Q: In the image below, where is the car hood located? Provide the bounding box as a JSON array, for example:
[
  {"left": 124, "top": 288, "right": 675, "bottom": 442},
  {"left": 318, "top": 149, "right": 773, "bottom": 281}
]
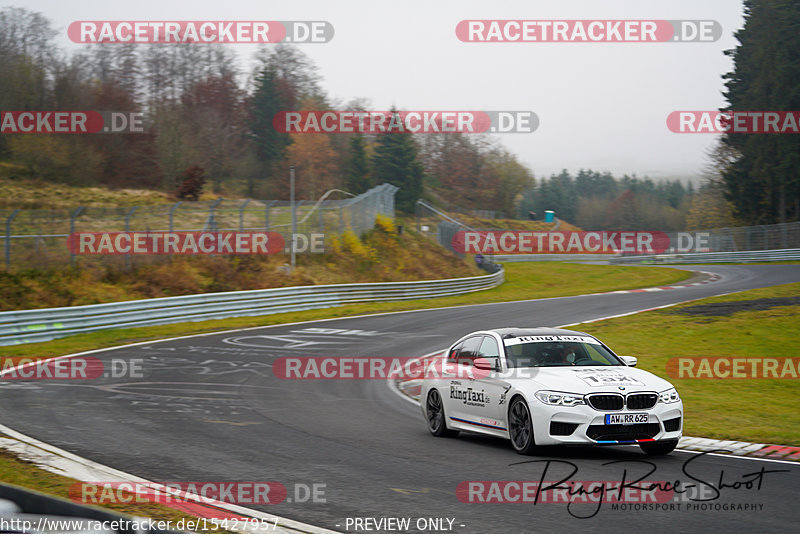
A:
[{"left": 498, "top": 366, "right": 673, "bottom": 395}]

•••

Rewrite every line of the records above, not only the answers. Multiply each bounding-box coordinate in the answers by 0.65, round it to a whole number with halves going up, keep every other number unchanged, and omit the pictures.

Q: In the image below, where is the car hood located? Provide the bounding box as a JSON array, for example:
[
  {"left": 124, "top": 288, "right": 675, "bottom": 442},
  {"left": 318, "top": 149, "right": 773, "bottom": 281}
]
A:
[{"left": 324, "top": 238, "right": 437, "bottom": 257}]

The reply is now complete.